→ **EXERCISE DESCRIPTION**:
Copy out all of the data below line for line, adding 132 to every coordinate in the answers and leaving everything else unchanged.
- - -
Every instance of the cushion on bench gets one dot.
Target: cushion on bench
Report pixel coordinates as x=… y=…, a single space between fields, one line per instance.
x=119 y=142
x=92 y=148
- - -
→ **RESPONSE**:
Every instance of the cushion on bench gets one dot.
Target: cushion on bench
Report pixel coordinates as x=… y=…, a single space between fields, one line per instance.
x=251 y=274
x=224 y=280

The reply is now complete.